WHAT TO PRODUCE. Reproduce the text of the bad-haircut forum thread word for word, between "I will be letting" and "up their faces?", inclusive.

SOURCE DOCUMENT.
^^^^
# Bad haircut growing out



## Chalex (Feb 19, 2010)

I took Preston to a new groomer a few months ago. She shaved the hair between the eyes and around them. I'll try to attach a picture. As it grows out it blocks his eyes, which is no good. I'm the new groomer these days and I'm not sure what to do. Should I cut some of it, all of it, or none of it? Can I gel it back as it grows out? Help!!!:mellow:


----------



## bellaratamaltese (May 24, 2006)

Personally I would just let it grow, if you like the way it looks longer. It will be a pain but will eventually grow enough so it won't be a problem! 

He looks adorable, he really does!


----------



## Orla (Jul 5, 2009)

Back in December a similar thing happened Milo at the groomer - the hair in between his eyes was cut. Just in the past week or so it has barely become long enough to tie into his topknot but while it was growing and covering his eyes I used some gel (#1 all systems invisible hold) to keep it out of his eyes. 

Preston is such a cutie!!


----------



## Chalex (Feb 19, 2010)

Thanks for the responses. Orla, what is #1 all systems invisible hold and where could I get it?


----------



## Orla (Jul 5, 2009)

Chalex said:


> Thanks for the responses. Orla, what is #1 all systems invisible hold and where could I get it?


I presume it is available in the states.
I got it online on an Irish dog show supply store.

Thats just the particular one I use,I'm sure there are other brands of gel for dogs too. I am not sure what American sites sell them though.


----------



## pammy4501 (Aug 8, 2007)

Yup Cathy, same thing happened here. Maybe not as severe. The groomer forgot about my "NO CUTTING FACE HAIR" rule and snipped some hair around Truffles eyes. I am just letting it grow out. What else can you do? She has to peer aroung it now, which is kind of funny at times because I swear she is giving me the stink eye! (but maybe she is!!) And Preston is ADORABLE as always!


----------



## Luna'sMom (Oct 7, 2007)

Gah I just got Luna groomed and the groomer shaved the top of her muzzle... sigh! I said to tidy her face up and they just shaved her muzzle and left all her beard hair long. 

I've decided to purchase my owner clippers and do it myself from now on! 

I will be letting it grow out as I prefer it longer on the muzzle (helps avoid staining as the hair isn't irritating the eyes as much).


----------



## RaeRae (Apr 16, 2011)

I went through the same thing about 3 months ago!
What's with groomers and shaving the muzzle when we ask them to tidy up their faces? 

I started to clean/wash the area around his eyes every day because, yeah it does get in his eyes. After about 3months of letting it grow out, Mochi could not see at all!! So I decided to cut it myself.  I know, it's so frustrating. You might be able to get clips and clip his hair away from his eyes?


----------



## Cosy (Feb 9, 2006)

I would use something like neosporin to slick it down a bit so if it gets in the eyes it won't hurt him. Some of the gels can irritate if it gets in the eyes.


----------



## Johita (Jul 10, 2009)

Argghhh why can't they listen! I think it would be less work for them if they did. In any case, I suggest as others and just let it grow. I use cocnut oil to help hold Aolani's bangs up and off his face when he doesn't have a top knot on and maybe it will help on the sides too. I think Preston is a cutie either way and I miss seeing pics of him.


----------



## jmm (Nov 23, 2004)

Neosporin should not go in the eyes. If you want an ointment-like substance plain artificial tears ointment would work. 

I use satin creme myself.


----------



## Chalex (Feb 19, 2010)

I guess I'll let it grow out and try different things to keep his hair out of his eyes. I have coconut oil so I can try that, but I don't see that holding well. I can try a little hair gel and just keep it away from his eyes. If a stranger comes in the house and he can't see, he'll bite! He's very protective of his people!!!


----------
^^^^
RECORD LIST.

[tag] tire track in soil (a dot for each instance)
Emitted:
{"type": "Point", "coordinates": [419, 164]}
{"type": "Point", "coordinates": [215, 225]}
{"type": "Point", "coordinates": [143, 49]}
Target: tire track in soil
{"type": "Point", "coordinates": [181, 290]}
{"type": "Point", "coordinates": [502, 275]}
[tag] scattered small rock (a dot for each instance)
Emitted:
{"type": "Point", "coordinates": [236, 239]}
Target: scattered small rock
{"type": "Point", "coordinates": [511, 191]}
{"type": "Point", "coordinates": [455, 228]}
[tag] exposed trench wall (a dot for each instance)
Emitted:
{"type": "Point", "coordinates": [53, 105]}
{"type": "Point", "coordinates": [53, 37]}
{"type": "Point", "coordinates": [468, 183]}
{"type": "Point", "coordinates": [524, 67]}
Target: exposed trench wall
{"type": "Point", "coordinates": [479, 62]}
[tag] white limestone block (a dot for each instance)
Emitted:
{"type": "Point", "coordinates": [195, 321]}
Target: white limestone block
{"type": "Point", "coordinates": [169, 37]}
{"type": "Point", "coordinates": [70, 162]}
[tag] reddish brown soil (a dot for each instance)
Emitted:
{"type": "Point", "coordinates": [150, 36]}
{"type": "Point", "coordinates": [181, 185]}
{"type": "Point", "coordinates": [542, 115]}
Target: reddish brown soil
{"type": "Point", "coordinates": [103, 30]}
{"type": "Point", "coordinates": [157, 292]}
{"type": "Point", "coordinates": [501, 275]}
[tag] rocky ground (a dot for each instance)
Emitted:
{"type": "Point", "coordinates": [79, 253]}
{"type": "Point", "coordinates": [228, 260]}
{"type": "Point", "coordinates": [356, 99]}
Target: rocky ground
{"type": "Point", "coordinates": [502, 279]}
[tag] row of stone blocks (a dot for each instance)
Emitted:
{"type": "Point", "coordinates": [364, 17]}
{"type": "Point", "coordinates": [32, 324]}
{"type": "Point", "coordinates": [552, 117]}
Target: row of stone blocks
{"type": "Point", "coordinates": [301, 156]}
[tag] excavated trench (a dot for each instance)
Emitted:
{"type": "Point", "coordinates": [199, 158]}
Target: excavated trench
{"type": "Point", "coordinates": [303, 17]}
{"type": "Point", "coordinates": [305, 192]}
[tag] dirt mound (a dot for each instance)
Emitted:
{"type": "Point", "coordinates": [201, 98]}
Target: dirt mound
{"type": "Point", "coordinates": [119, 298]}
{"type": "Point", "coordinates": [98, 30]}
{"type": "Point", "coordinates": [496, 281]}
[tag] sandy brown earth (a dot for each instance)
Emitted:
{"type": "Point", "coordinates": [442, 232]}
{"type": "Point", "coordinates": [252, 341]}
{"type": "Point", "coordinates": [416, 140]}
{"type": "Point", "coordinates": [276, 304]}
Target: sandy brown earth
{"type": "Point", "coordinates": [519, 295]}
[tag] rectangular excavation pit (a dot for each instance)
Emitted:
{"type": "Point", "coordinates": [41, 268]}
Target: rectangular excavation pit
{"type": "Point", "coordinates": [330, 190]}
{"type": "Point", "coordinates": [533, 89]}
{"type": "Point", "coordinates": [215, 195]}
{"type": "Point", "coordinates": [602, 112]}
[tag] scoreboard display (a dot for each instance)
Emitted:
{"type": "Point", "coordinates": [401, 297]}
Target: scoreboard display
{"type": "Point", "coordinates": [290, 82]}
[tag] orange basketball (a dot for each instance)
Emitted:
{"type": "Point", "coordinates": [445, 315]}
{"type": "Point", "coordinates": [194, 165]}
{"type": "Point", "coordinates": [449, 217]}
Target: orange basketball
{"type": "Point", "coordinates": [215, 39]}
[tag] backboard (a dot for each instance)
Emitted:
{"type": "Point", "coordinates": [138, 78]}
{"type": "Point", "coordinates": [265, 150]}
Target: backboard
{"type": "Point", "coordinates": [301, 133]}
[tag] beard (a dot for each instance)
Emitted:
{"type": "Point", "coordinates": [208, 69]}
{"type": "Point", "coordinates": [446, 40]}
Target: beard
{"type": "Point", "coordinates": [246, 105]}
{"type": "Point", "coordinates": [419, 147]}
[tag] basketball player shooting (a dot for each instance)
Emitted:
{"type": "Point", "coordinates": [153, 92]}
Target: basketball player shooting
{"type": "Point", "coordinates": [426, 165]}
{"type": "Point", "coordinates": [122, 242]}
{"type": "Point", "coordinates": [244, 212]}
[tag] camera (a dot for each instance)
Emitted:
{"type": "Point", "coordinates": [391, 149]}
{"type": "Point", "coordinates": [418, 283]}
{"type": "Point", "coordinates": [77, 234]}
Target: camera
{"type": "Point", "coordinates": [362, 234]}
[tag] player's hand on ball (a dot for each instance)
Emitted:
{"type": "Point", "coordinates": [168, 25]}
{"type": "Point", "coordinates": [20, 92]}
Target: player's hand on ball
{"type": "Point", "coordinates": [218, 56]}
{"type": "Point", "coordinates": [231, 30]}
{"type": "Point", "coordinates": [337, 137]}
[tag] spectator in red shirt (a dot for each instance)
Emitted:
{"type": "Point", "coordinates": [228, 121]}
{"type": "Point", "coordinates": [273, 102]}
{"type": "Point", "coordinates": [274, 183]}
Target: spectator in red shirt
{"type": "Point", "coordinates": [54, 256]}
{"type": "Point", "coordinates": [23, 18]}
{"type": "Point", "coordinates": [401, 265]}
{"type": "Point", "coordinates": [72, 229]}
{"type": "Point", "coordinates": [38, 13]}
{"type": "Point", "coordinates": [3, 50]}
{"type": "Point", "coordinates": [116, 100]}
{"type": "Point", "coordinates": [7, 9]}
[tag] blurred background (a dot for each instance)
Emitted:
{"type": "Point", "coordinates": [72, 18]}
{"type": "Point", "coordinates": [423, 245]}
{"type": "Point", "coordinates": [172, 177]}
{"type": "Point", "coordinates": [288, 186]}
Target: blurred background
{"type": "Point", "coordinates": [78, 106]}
^^^^
TASK SOLUTION.
I will be letting it grow out as I prefer it longer on the muzzle (helps avoid staining as the hair isn't irritating the eyes as much).


----------



## RaeRae (Apr 16, 2011)

I went through the same thing about 3 months ago!
What's with groomers and shaving the muzzle when we ask them to tidy up their faces?